# What needs to be done:
Leave out the pictures and reproduce all of the data exactly.
-- BEGIN Dataset extract --
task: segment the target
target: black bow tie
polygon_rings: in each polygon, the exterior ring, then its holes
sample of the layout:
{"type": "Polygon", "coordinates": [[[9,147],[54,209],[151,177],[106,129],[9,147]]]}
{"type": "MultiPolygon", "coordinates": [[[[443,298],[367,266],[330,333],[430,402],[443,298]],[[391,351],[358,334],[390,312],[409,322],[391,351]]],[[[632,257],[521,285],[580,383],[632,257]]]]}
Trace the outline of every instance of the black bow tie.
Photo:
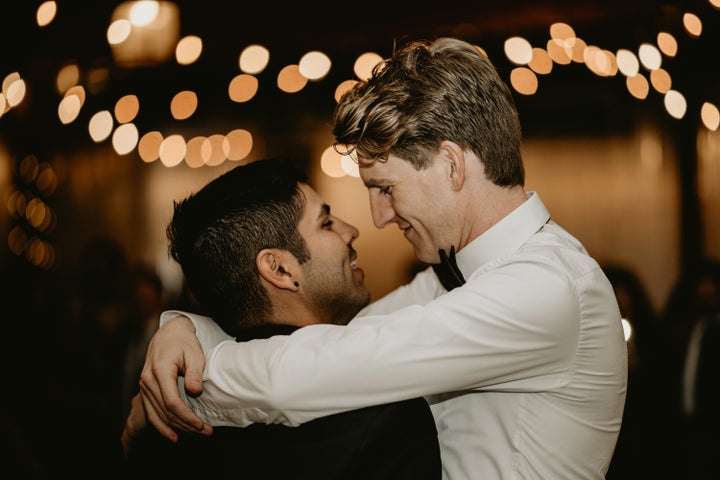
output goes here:
{"type": "Polygon", "coordinates": [[[444,249],[438,250],[440,253],[440,263],[432,264],[435,275],[438,276],[440,283],[442,283],[445,290],[448,292],[455,287],[465,283],[465,278],[462,276],[462,272],[457,266],[455,261],[455,246],[450,247],[450,256],[445,253],[444,249]]]}

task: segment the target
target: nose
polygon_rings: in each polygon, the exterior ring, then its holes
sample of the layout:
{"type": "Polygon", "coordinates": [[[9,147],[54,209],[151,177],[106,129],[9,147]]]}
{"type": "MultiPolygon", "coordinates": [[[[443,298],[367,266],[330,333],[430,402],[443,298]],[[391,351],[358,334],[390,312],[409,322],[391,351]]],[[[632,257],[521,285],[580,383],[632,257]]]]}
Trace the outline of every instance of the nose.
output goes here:
{"type": "Polygon", "coordinates": [[[360,236],[360,230],[355,225],[349,224],[339,218],[335,219],[335,229],[345,243],[350,245],[357,237],[360,236]]]}
{"type": "Polygon", "coordinates": [[[370,192],[370,213],[377,228],[383,228],[395,218],[395,209],[387,195],[370,192]]]}

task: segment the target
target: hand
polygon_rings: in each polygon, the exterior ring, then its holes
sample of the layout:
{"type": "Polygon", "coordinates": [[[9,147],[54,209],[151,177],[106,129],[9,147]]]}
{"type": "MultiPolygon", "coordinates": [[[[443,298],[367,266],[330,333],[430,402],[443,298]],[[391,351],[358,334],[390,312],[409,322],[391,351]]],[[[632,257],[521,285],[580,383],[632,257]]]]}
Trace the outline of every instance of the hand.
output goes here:
{"type": "Polygon", "coordinates": [[[140,374],[140,391],[147,421],[165,438],[177,441],[176,430],[212,434],[180,398],[178,376],[185,375],[185,390],[202,393],[205,355],[187,317],[176,317],[155,332],[148,344],[145,366],[140,374]]]}
{"type": "Polygon", "coordinates": [[[140,430],[147,426],[147,417],[145,416],[145,408],[141,395],[138,393],[132,398],[130,402],[132,407],[130,408],[130,415],[125,420],[125,428],[120,436],[120,443],[123,447],[123,453],[128,456],[130,452],[130,442],[137,435],[140,430]]]}

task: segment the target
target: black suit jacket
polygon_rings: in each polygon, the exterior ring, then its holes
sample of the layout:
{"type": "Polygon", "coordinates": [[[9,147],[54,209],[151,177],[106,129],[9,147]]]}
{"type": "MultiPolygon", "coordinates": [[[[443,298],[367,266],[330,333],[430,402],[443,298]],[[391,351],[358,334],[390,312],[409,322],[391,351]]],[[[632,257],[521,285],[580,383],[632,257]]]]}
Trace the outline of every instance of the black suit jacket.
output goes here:
{"type": "MultiPolygon", "coordinates": [[[[288,332],[274,326],[249,334],[262,338],[288,332]]],[[[181,434],[177,444],[148,428],[133,441],[127,467],[129,475],[147,478],[441,478],[435,421],[422,398],[330,415],[299,427],[215,427],[209,437],[181,434]]]]}

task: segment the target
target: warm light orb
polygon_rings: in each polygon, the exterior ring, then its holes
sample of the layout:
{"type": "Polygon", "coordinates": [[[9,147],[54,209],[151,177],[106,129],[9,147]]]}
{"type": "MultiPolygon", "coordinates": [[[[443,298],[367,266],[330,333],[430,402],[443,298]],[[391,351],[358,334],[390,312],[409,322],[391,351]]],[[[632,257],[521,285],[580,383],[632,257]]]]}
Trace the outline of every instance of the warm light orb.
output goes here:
-- END Dataset extract --
# Output:
task: segment the target
target: black bow tie
polygon_rings: in each polygon, the exterior ring, then its holes
sample of the layout:
{"type": "Polygon", "coordinates": [[[9,147],[54,209],[151,177],[106,129],[9,147]]]}
{"type": "MultiPolygon", "coordinates": [[[[443,298],[367,266],[330,333],[430,402],[443,298]],[[391,351],[358,334],[390,312],[409,322],[391,351]]],[[[632,257],[521,285],[580,383],[632,257]]]]}
Trace the outline of every instance of the black bow tie.
Photo:
output goes here:
{"type": "Polygon", "coordinates": [[[444,249],[438,250],[440,253],[440,263],[432,264],[435,275],[438,276],[440,283],[442,283],[445,290],[448,292],[455,287],[465,283],[465,278],[462,276],[462,272],[457,266],[455,261],[455,246],[450,247],[450,256],[445,253],[444,249]]]}

task: segment the target
target: nose
polygon_rings: in each polygon, the exterior ring, then its holes
sample of the layout:
{"type": "Polygon", "coordinates": [[[9,147],[54,209],[151,177],[106,129],[9,147]]]}
{"type": "MultiPolygon", "coordinates": [[[[443,298],[367,266],[330,333],[430,402],[443,298]],[[391,351],[358,334],[390,312],[409,322],[391,351]]],[[[632,257],[521,285],[580,383],[632,257]]]]}
Trace the outline of every instance of the nose.
output goes here:
{"type": "Polygon", "coordinates": [[[360,236],[360,230],[355,225],[349,224],[339,218],[335,219],[335,229],[345,243],[350,245],[357,237],[360,236]]]}
{"type": "Polygon", "coordinates": [[[370,192],[370,213],[377,228],[383,228],[395,218],[395,209],[387,195],[370,192]]]}

task: segment the target
target: hand
polygon_rings: in each polygon, the exterior ring, then its holes
sample of the layout:
{"type": "Polygon", "coordinates": [[[9,147],[54,209],[151,177],[106,129],[9,147]]]}
{"type": "MultiPolygon", "coordinates": [[[[443,298],[367,266],[330,333],[430,402],[443,298]],[[391,351],[358,334],[390,312],[409,322],[391,351]]],[[[632,257],[521,285],[580,383],[632,257]]]]}
Trace the outline of every instance of the hand.
output goes here:
{"type": "Polygon", "coordinates": [[[140,374],[140,391],[147,421],[165,438],[177,441],[176,430],[212,434],[180,398],[178,376],[185,375],[185,390],[202,393],[205,355],[187,317],[176,317],[155,332],[148,344],[145,366],[140,374]]]}
{"type": "Polygon", "coordinates": [[[140,430],[147,426],[147,417],[145,416],[145,408],[141,395],[138,393],[132,398],[130,402],[132,407],[130,408],[130,415],[125,420],[125,428],[120,436],[120,443],[123,447],[123,453],[128,456],[130,452],[130,442],[137,435],[140,430]]]}

task: segment the target
target: black suit jacket
polygon_rings: in each polygon, the exterior ring, then its holes
sample of the layout:
{"type": "Polygon", "coordinates": [[[9,147],[54,209],[151,177],[106,129],[9,147]]]}
{"type": "MultiPolygon", "coordinates": [[[[443,298],[367,266],[330,333],[430,402],[443,298]],[[391,351],[358,334],[390,312],[409,322],[391,351]]],[[[632,257],[521,285],[580,383],[632,257]]]]}
Trace the outline of every instance of the black suit jacket.
output goes here:
{"type": "MultiPolygon", "coordinates": [[[[288,332],[274,326],[249,334],[262,338],[288,332]]],[[[181,434],[177,444],[148,428],[133,441],[127,467],[129,475],[147,478],[441,478],[435,421],[422,398],[330,415],[299,427],[215,427],[209,437],[181,434]]]]}

task: segment the target
target: warm light orb
polygon_rings: in each polygon, the exterior ring, then its holes
sample of the layout:
{"type": "Polygon", "coordinates": [[[9,147],[54,209],[151,177],[106,129],[9,147]]]}
{"type": "MultiPolygon", "coordinates": [[[[443,298],[367,266],[330,333],[430,402],[443,298]],[[391,351],[358,334],[390,312],[409,322],[391,351]]],[[[632,257],[521,285],[580,383],[632,257]]]]}
Trace the outline of every instance of the warm light orb.
output goes here:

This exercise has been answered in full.